- [WRITTEN EXERCISE]:
Answer these questions using the forum post on Kamailio memory usage below, one answer per line:
1. Which Kamailio release are the instances currently running?
2. What does the grafana graph show?
3. How is the configuration written?

- [DOCUMENT EXTRACT]:
------------------------------------

Hi,
we have some Kamailio instances running (currently latest 5.4 release), and we need to restart it from time to time. We have a grafana graph showing the pkg memory usage of one random tcp listener, and it increases slowly over time. Config is pure python KEMI.
A mem dump directly after restarting Kamailio says this:
SipSeppBook22:tmp sdamm$ grep alloc pkgmem_before.log | awk '{ print substr( $0, 16, length($0) ) }' | sort | uniq -c | sort -k1n | tail -10 16 sipproxy qm_status(): alloc'd from core: core/re.c: subst_parser(301) 31 sipproxy qm_status(): alloc'd from core: core/sr_module.c: load_module(436) 31 sipproxy qm_status(): alloc'd from core: core/sr_module.c: register_module(236) 31 sipproxy qm_status(): alloc'd from core: core/sr_module.c: register_module(253) 40 sipproxy qm_status(): alloc'd from core: core/pvapi.c: pv_init_buffer(2139) 58 sipproxy qm_status(): alloc'd from core: core/cfg.lex: pp_define(1827) 133 sipproxy qm_status(): alloc'd from core: core/rpc_lookup.c: rpc_hash_add(101) 162 sipproxy qm_status(): alloc'd from core: core/counters.c: cnt_hash_add(339) 211 sipproxy qm_status(): alloc'd from core: core/cfg.lex: addstr(1448) 265 sipproxy qm_status(): alloc'd from core: core/pvapi.c: pv_table_add(236)

------------------------------------

- [AVAILABLE DATA]:

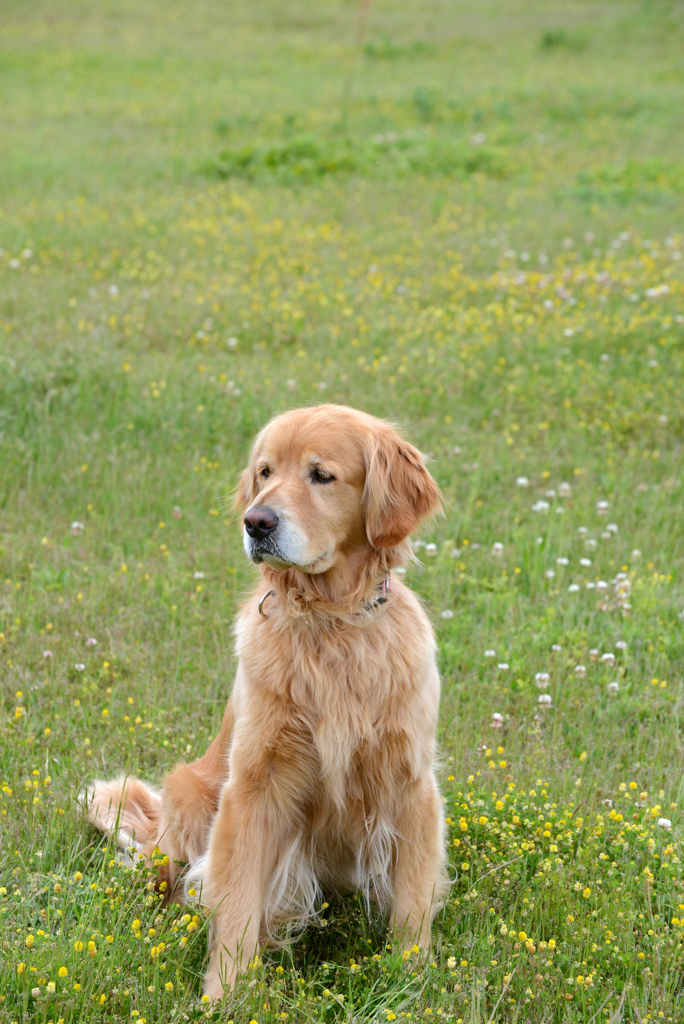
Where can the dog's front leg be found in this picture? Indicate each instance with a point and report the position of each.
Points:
(251, 829)
(420, 881)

------------------------------------

- [WORKED ANSWER]:
1. The latest 5.4 release.
2. The pkg memory usage of one random tcp listener.
3. In pure Python KEMI.